> _DO THIS_
Count the lines in the records below that contain the string "shirt", with case counting, and reply with only that number.

> _MATERIAL FOR THIS EXERCISE_
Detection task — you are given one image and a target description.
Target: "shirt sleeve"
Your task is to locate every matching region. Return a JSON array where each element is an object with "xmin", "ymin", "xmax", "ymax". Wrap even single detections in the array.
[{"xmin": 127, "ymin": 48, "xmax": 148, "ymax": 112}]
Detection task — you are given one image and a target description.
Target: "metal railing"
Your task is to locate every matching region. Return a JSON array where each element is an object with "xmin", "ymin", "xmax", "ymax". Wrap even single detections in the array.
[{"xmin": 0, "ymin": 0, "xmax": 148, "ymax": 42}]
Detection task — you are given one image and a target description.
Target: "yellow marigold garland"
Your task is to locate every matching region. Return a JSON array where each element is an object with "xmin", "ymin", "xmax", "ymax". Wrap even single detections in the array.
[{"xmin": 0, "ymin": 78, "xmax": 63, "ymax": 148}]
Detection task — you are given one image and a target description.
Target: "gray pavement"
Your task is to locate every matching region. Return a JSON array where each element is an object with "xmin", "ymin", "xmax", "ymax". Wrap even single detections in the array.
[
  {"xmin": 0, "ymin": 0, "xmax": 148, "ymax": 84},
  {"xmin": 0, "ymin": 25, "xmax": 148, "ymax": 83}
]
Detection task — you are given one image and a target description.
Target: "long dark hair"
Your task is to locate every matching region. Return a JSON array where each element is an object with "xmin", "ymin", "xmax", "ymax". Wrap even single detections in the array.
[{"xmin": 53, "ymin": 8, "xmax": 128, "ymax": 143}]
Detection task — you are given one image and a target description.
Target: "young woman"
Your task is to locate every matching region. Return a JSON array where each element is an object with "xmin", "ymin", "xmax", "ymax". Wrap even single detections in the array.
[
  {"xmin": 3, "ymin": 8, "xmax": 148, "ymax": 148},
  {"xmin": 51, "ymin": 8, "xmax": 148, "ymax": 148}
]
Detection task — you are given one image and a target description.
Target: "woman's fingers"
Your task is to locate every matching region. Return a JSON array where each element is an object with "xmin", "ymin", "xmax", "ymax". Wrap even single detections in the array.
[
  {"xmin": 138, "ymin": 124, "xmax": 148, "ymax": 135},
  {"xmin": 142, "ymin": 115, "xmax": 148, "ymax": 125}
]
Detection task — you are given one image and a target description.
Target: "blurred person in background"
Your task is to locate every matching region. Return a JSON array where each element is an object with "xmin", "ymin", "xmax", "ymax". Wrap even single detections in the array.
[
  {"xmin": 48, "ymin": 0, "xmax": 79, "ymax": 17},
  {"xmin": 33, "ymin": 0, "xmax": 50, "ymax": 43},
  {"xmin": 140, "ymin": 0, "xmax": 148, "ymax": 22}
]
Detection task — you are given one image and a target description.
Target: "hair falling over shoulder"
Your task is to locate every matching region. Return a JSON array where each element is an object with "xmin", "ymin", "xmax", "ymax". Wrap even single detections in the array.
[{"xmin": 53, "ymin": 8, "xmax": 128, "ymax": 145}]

==

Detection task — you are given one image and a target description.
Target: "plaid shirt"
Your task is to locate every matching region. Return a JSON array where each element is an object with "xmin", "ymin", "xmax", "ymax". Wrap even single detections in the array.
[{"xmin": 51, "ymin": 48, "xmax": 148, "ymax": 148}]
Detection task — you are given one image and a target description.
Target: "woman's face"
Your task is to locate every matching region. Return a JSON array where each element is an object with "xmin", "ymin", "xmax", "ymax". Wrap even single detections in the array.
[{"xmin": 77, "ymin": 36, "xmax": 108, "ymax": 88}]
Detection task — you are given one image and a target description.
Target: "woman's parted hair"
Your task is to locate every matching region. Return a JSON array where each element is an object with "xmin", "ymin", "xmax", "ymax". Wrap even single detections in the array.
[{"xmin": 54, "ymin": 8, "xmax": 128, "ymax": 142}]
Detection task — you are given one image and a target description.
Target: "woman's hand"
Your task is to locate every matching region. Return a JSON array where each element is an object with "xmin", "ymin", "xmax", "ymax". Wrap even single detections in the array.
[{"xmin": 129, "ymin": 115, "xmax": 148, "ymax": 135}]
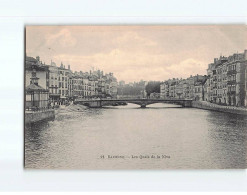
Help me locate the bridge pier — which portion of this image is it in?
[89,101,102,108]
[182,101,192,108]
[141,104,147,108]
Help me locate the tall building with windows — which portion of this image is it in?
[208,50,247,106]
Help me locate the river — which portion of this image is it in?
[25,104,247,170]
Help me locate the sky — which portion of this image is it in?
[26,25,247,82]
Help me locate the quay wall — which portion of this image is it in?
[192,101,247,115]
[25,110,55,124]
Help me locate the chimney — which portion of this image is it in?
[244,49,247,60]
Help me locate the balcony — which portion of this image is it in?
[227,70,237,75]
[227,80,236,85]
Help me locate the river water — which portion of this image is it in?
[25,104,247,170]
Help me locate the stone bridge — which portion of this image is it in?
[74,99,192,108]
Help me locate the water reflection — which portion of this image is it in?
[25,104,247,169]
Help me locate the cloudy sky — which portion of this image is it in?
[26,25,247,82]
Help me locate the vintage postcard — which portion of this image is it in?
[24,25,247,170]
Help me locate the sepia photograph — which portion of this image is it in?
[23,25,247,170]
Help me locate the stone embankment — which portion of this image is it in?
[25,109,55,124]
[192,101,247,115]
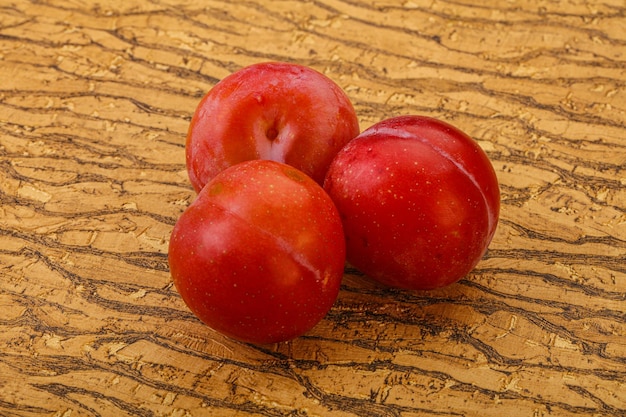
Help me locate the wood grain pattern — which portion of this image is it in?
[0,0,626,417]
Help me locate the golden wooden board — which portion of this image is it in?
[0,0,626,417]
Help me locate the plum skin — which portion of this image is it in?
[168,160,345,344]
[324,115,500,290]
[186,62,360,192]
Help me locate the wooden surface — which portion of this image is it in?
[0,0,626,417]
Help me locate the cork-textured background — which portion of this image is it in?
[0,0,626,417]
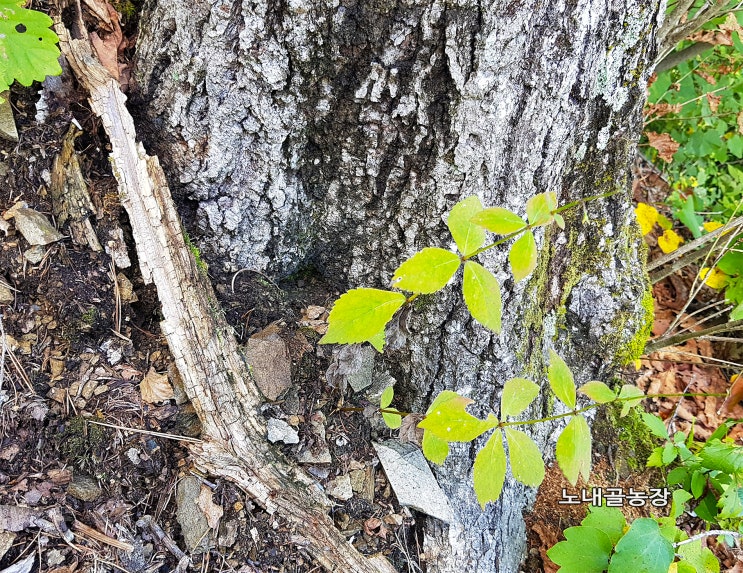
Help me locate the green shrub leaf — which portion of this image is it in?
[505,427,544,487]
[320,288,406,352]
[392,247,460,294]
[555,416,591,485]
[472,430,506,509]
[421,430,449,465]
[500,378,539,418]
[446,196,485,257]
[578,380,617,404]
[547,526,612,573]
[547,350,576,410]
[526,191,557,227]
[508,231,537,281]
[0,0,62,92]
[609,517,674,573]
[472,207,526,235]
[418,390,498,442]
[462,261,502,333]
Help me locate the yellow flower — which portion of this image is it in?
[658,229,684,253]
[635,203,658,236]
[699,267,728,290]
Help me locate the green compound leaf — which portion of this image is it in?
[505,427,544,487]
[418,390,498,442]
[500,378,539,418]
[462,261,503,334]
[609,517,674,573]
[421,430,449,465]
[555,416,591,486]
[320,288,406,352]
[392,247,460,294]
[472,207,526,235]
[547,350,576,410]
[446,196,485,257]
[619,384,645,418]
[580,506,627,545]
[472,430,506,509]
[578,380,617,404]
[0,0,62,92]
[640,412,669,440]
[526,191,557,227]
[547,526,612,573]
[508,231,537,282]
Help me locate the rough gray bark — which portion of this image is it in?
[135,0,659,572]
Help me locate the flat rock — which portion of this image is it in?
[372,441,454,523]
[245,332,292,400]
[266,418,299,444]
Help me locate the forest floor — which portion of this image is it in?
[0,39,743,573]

> _SOLUTION TO THE PROBLEM_
2